==== EXCERPTED PASSAGE
EXPLAIN VARIABLES (here or comments?)

In [7]:
date_start =  '2001-04-01'#'2002-04-01' #'1999-04-04' # '2010-10-01' '2005-12-01'
date_finish = '2001-04-07'#'2002-04-07' #'1999-04-09' # '2010-10-05' '2005-12-07'
image_size_output = 128
time_window = 6
flag = 'subsample'
home_dir = '/Users/gohawks/Desktop/swpc-local/soho-ml-data/soho-ml-data-ready-martinkus/'
bases = 'MDI_96m' #,LASCO_C3'#MDI_96m #AIA #HMI #'EIT195'
fits_headers = 'N'
lev1_LASCO = 'Y' #CANNOT USE 'N' UNTIL UNIT CONVERSION SORTED OUT
email = 'charlotte.martinkus@noaa.gov'

client = drms.Client(email=email, verbose=False) 
date_time_pre_start = date_start + '-0000'
date_time_start= parser.parse(date_time_pre_start)
date_time_pre_end = date_finish + '-2359'
date_time_end = parser.parse(date_time_pre_end)
time_increment = 60
url_prefix = 'https://seal.nascom.nasa.gov'
look_ahead = int(np.ceil(time_window*60/10.)) #should sufficiently cover all 7 products based on their cadence.
diff_start_finish_total_sec = (date_time_end - date_time_start).total_seconds()
total_sec = timedelta(days = time_increment).total_seconds()
num_loops = np.ceil(diff_start_finish_total_sec/total_sec) + 1 #num_loops would be equal to 94 + 1 for 19960101-0000' - '20110501-0000'
base_list = bases.split(',')

Begin the main workhorse loop.

In [None]:
for base in tqdm(base_list):
        start_process_time = process_time() #initialize clock per product type
            
        base = base.strip(' ')
        if ('LASCO' in base) or ('EIT' in base):
            BaseClass = soho.SOHO_no_MDI(base, lev1_LASCO, fits_headers)
========
==== DATASET EXTRACT
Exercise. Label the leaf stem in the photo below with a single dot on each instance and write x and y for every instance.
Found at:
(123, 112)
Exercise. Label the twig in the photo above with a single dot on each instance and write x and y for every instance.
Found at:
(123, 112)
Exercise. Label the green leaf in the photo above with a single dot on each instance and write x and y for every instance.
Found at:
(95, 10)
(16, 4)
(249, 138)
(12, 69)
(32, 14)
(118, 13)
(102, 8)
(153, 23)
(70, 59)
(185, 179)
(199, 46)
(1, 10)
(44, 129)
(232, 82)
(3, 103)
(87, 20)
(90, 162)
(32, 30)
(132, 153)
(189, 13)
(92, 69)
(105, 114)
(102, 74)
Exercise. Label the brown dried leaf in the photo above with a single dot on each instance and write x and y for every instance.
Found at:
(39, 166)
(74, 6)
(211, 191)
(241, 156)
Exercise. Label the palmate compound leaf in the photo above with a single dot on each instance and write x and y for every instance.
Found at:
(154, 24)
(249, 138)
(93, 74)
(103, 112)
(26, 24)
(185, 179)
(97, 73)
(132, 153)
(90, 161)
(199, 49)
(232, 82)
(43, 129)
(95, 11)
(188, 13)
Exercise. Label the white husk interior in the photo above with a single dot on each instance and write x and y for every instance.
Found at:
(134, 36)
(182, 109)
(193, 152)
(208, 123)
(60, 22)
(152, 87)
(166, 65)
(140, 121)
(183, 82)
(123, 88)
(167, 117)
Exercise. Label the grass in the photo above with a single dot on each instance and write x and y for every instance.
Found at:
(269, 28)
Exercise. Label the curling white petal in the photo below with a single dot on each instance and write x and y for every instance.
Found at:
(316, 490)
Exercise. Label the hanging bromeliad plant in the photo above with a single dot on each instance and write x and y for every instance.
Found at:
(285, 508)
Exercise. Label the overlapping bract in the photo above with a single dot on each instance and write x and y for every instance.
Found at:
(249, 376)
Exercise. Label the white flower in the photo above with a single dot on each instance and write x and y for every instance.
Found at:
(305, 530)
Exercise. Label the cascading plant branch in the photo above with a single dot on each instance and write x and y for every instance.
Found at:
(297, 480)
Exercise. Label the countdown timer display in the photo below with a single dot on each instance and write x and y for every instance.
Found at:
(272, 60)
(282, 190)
========
* **WORK INSTRUCTIONS**:
- a) Please copy the SOHO data notebook, starting at "num_loops = np.ceil(diff_start_finish_total_sec/total_sec)" and ending at "base_list = bases.split(',')".
- b) Continue the SOHO data notebook from the point where it stops.

* **OUTPUTS IN ORDER**:
- a)
num_loops = np.ceil(diff_start_finish_total_sec/total_sec) + 1 #num_loops would be equal to 94 + 1 for 19960101-0000' - '20110501-0000'
base_list = bases.split(',')

- b)
            
        else:
            BaseClass = sdo.SDO_MDI(base, lev1_LASCO, fits_headers, time_window)
            
        BaseClass.set_base_dictionary()
        
        holes_list = []
        transients_list = []
        unreadable_file_ids_product_list_global = []
    
        print(f'{base}')
        base_dir = home_dir + base + '_' + BaseClass.mission
        if not os.path.exists(base_dir):
            os.makedirs(base_dir)   
            
        time_range = TimeRange(date_time_start, timedelta(days = time_increment))
        
        
        prev_time, time_range_modified = ipy.prev_time_resumer(home_dir, time_range, date_time_end, BaseClass) #time_range_modified.next() is the workshorse that advances time at the end of the time for-loop
        for t_value in tqdm(np.arange(num_loops)): #this is the main workhorse loop of the program
            #print('t_value:', t_value)
            print('prev_time:', prev_time)
                
            if time_range_modified.end > date_time_end:
                time_range_modified = TimeRange(time_range_modified.start, date_time_end) 
                
            product_results, client = BaseClass.product_search(time_range_modified, client)
            
            if BaseClass.class_type == 'SDO_MDI':
                client_export_failed = product_results.has_failed()
                
                if client_export_failed == True:
                    product_results_number = 0
                
                elif client_export_failed == False:
                    product_results_number = product_results.data.count()['record'] 
            
            else:
                product_results_number = product_results.file_num
                client_export_failed = False
                
            if (product_results_number != 0) and (client_export_failed == False): #product_results.has_failed()
                ind = BaseClass.index_of_sizes(product_results) 
                size_sieved_df, fetch_indices_product_orig = ipy.fetch_indices(ind,product_results,time_window, prev_time, time_range_modified, BaseClass)
                if len(fetch_indices_product_orig) != 0:
                
                    size_sieved_df = ipy.product_distiller(fetch_indices_product_orig, size_sieved_df, date_time_end, product_results, look_ahead, time_window, url_prefix, flag, image_size_output, home_dir, email, client, BaseClass)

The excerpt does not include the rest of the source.